------ TEXT BLOCK ------

Secondly we forgot to use simple addition in calculating how many African-Americans and Latinos would come out to vote for Barack Obama in his historic candidacy. With all of these folks at the polls, we really needed to prepare them with our view of how important marriage is. Instead of doing this, we allowed bigoted fundamentalist preachers in the Catholic, evangelical, and Mormon churches to psyche these folks up to vote “Yes on Prop 8.”

How did Prop 8 succeed in Los Angeles and San Diego counties? Dismal. These counties are predominantly people of color. They came out to break a hold on another privilege denied all of us, having an African-American President  by voting overwhelmingly for Barack Obama. People who ought to “get it” about being denied civil rights voted to take away ours. They and people of color throughout the state did not vote to uphold our civil right to marriage. They never made the connection between our civil right and their civil right to marriage. We lost big-time in communities of color.

Did anyone on our “No on Prop 8”side, during the campaign, effectively remind people of color that until the California Supreme Court ruled in 1948 in Perez v Sharp that their marriage rights were limited?  They could not marry a white person. The same court that granted people of color that civil right of marriage granted us our right to marriage. Did any of the “No on 8” folks believe that deep organizing in communities of color was crucial? Did we believe that homogenized “No on 8″ ads would appeal to voters of all communities?

There is no question that the time of the campaign was short. But the lack of work that we have done in an ongoing way in communities of color came back to haunt us. We learned again the mistake of taking communities of color for granted.

------ INFORMATION SHOWN ------

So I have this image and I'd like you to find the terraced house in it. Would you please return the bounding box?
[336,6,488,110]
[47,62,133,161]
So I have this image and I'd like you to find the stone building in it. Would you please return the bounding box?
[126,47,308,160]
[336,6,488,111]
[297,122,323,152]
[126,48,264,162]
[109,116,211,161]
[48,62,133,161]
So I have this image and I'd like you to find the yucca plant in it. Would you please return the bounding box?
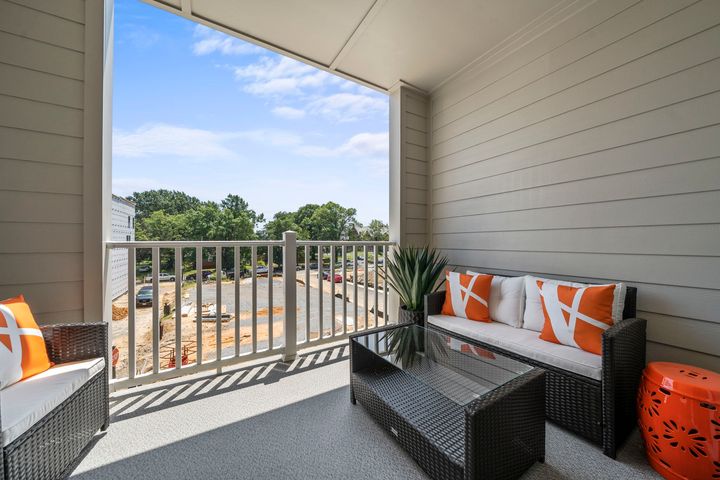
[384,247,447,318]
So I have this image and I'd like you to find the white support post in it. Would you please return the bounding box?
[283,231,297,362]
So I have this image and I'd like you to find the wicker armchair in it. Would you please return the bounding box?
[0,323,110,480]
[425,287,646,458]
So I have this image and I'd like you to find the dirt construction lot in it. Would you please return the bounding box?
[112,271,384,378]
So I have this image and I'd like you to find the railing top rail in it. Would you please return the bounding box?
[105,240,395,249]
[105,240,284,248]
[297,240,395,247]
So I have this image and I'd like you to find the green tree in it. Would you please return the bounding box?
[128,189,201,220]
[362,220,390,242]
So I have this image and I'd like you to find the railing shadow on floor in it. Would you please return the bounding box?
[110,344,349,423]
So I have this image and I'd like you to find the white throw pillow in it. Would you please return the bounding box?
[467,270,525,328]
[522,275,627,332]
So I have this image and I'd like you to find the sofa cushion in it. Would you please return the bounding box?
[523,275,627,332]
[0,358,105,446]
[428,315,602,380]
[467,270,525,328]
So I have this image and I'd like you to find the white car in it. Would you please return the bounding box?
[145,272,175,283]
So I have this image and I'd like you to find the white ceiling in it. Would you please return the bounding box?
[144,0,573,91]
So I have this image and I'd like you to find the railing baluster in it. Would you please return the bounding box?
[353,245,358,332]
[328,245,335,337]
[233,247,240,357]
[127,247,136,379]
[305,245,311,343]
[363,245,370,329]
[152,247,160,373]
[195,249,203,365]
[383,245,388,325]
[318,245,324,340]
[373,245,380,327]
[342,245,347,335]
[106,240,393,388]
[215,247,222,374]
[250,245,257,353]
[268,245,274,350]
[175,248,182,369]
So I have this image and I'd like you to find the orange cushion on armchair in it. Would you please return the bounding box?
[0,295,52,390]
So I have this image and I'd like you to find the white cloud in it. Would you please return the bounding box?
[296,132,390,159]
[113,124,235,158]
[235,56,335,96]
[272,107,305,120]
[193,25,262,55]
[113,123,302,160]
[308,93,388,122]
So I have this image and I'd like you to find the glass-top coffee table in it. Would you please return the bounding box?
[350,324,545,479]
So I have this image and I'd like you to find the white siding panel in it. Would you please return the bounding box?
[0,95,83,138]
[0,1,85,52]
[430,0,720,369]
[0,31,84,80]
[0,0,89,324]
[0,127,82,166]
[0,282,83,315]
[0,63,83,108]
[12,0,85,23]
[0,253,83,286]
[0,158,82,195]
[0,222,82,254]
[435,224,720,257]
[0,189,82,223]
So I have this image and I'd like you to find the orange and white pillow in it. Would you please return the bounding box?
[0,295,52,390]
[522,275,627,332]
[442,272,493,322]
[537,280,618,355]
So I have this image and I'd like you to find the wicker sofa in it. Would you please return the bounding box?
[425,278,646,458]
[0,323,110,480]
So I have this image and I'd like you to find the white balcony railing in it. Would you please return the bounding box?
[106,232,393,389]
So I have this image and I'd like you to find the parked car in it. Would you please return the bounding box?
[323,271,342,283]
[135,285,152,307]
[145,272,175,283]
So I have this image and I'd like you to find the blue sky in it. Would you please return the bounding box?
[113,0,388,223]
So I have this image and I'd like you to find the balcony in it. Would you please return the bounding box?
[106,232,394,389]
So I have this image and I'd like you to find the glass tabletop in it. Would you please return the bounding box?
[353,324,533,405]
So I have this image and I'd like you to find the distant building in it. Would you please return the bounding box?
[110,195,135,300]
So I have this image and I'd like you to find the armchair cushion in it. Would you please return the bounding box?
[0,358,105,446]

------
------ INFORMATION SHOWN ------

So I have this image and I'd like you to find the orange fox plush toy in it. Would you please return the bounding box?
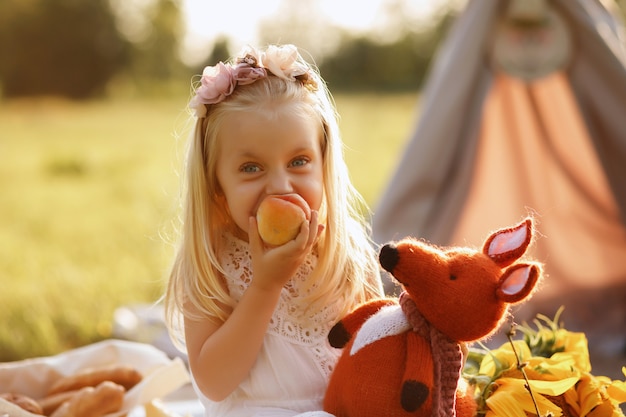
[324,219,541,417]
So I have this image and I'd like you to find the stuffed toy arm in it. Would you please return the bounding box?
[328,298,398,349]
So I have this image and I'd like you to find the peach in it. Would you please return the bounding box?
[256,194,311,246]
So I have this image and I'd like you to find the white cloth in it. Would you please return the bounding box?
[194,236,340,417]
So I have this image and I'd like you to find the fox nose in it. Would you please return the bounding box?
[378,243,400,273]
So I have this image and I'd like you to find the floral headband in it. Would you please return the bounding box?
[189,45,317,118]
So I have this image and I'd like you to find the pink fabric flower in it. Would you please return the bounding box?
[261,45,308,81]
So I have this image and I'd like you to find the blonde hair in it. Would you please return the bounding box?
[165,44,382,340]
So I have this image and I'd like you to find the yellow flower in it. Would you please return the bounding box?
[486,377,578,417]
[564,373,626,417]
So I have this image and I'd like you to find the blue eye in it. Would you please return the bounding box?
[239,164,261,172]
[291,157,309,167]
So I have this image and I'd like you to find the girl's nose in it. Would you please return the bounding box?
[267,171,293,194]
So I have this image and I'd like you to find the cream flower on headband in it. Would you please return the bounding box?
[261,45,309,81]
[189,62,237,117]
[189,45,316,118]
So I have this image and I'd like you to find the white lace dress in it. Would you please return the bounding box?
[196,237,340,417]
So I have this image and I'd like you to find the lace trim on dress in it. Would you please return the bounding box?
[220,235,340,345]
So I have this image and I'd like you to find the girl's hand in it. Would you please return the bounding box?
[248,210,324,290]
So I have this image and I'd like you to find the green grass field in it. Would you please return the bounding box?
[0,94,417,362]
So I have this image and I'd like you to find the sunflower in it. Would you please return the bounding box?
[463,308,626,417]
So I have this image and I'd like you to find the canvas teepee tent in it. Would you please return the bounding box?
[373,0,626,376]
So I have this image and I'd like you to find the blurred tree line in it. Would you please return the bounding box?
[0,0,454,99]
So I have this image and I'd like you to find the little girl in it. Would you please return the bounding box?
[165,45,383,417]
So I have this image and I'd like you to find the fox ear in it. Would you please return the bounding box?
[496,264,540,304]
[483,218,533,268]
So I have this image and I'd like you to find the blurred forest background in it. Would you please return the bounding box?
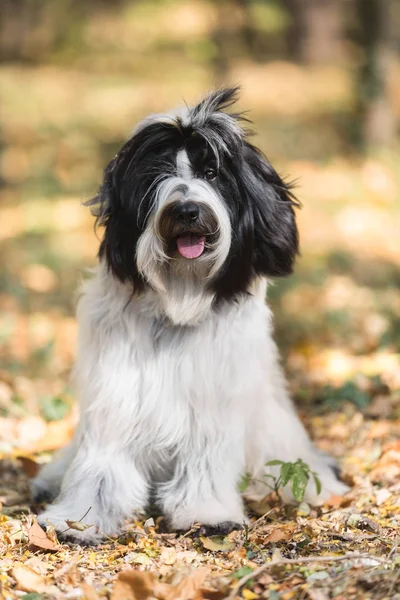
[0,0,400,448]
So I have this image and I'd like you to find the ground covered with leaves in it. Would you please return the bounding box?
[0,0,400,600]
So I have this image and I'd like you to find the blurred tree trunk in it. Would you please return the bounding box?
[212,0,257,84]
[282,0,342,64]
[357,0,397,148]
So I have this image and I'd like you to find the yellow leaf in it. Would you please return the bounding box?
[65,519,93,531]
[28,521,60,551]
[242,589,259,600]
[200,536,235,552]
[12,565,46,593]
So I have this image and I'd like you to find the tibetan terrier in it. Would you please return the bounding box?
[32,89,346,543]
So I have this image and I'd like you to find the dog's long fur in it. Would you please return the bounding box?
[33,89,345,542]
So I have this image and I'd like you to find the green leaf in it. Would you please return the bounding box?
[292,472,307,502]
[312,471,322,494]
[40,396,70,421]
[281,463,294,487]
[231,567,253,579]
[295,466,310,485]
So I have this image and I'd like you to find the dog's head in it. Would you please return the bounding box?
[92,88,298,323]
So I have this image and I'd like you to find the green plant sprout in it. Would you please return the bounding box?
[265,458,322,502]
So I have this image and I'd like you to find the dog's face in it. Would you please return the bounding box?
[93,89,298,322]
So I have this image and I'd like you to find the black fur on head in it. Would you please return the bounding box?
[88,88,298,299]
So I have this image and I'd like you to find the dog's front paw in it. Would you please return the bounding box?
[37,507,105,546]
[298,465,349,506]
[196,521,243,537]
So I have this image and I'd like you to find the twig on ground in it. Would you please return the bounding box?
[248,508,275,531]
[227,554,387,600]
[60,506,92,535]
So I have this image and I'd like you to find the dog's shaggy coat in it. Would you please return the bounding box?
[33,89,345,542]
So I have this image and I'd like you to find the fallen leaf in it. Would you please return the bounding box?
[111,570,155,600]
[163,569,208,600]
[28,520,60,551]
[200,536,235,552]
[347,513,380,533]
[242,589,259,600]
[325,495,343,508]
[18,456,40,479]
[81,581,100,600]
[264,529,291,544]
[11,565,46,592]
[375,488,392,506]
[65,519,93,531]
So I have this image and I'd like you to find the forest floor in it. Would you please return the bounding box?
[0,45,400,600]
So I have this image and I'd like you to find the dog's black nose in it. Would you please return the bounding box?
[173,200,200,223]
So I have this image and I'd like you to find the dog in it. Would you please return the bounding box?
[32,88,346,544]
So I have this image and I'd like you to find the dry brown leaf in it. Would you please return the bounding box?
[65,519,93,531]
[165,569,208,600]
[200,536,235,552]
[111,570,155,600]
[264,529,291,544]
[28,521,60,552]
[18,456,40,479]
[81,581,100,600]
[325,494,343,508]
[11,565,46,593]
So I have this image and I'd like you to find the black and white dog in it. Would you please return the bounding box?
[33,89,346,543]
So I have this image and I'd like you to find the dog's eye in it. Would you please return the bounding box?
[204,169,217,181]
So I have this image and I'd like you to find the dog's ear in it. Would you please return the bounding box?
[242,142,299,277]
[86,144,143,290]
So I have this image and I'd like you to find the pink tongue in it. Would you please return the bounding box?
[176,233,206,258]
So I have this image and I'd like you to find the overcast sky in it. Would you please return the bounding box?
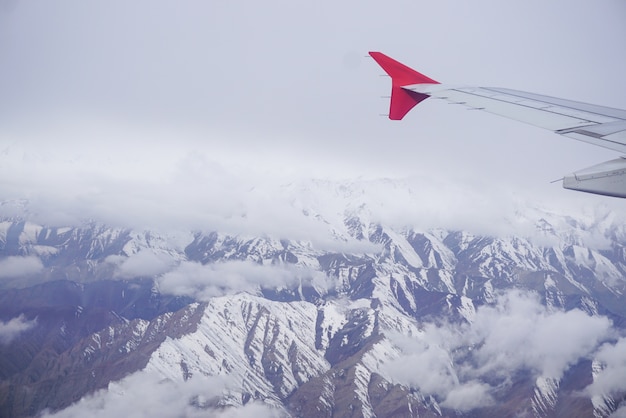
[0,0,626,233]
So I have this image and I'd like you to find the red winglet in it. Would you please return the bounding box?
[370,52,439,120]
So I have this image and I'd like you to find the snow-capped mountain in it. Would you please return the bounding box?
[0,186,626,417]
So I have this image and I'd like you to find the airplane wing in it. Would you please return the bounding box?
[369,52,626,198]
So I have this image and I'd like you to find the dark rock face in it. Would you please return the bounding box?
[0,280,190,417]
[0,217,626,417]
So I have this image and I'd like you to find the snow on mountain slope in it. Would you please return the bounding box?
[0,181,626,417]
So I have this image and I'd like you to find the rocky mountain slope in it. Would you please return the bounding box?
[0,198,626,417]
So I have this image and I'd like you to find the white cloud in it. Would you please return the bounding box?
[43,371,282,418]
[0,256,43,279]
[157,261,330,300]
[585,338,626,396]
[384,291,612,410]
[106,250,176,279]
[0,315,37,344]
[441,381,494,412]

------
------ INFORMATION SHOWN ------

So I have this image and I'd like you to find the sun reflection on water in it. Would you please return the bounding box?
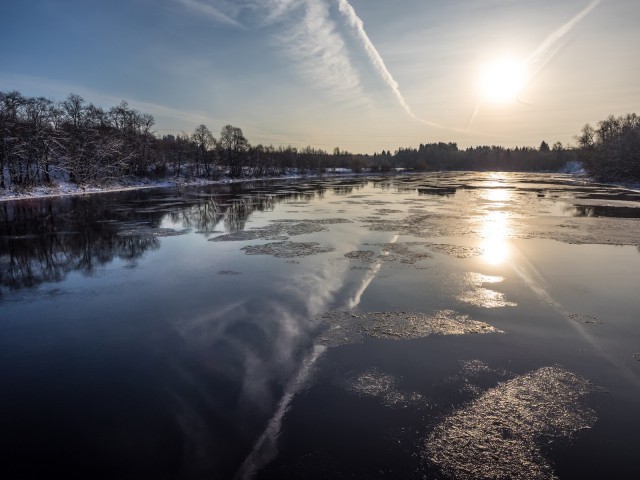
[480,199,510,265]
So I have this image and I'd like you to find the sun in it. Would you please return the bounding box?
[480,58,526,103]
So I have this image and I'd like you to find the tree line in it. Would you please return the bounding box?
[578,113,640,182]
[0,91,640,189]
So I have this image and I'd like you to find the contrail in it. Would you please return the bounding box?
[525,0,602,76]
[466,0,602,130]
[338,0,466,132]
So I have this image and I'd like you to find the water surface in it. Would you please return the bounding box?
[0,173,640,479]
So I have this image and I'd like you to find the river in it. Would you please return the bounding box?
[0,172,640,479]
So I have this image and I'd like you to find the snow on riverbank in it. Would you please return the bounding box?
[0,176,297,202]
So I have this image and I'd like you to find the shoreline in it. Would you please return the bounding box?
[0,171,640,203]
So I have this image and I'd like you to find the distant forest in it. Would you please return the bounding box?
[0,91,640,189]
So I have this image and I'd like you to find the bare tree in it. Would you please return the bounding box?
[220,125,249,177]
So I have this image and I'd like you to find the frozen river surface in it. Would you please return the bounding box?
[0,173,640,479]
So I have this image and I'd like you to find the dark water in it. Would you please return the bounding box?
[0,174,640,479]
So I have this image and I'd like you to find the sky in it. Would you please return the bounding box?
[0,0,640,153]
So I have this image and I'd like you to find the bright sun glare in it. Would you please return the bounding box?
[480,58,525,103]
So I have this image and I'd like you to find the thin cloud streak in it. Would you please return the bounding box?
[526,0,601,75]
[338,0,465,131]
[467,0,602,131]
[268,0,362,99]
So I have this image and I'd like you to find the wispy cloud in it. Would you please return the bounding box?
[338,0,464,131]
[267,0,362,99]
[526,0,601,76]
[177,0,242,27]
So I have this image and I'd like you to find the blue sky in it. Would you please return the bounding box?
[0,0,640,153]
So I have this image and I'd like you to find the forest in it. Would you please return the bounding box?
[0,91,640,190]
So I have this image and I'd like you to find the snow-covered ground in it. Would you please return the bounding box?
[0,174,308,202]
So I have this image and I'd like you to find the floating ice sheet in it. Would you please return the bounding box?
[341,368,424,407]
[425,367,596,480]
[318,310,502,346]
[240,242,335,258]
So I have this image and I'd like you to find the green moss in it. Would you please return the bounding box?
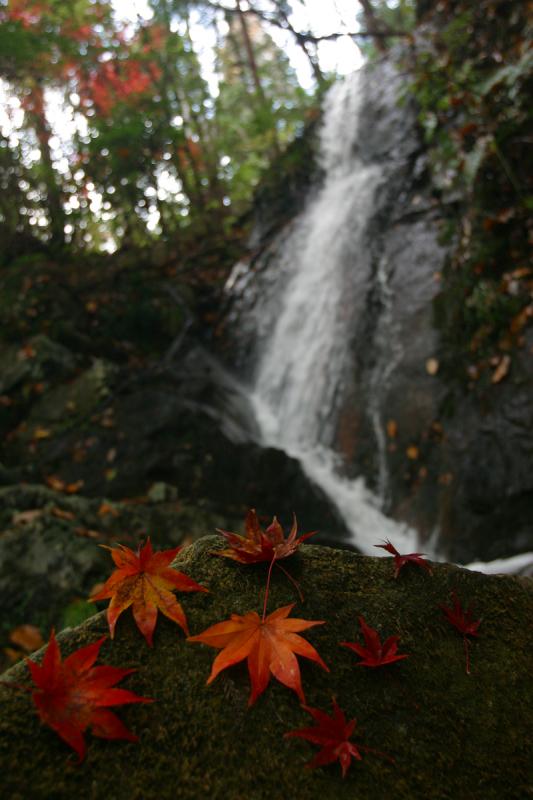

------

In the Prop 8 text, swap "campaign" for "race" in the part that opens with "Did anyone on" and closes with "color for granted.", then give that part again.

**THE RESPONSE**.
Did anyone on our “No on Prop 8”side, during the race, effectively remind people of color that until the California Supreme Court ruled in 1948 in Perez v Sharp that their marriage rights were limited?  They could not marry a white person. The same court that granted people of color that civil right of marriage granted us our right to marriage. Did any of the “No on 8” folks believe that deep organizing in communities of color was crucial? Did we believe that homogenized “No on 8″ ads would appeal to voters of all communities?

There is no question that the time of the race was short. But the lack of work that we have done in an ongoing way in communities of color came back to haunt us. We learned again the mistake of taking communities of color for granted.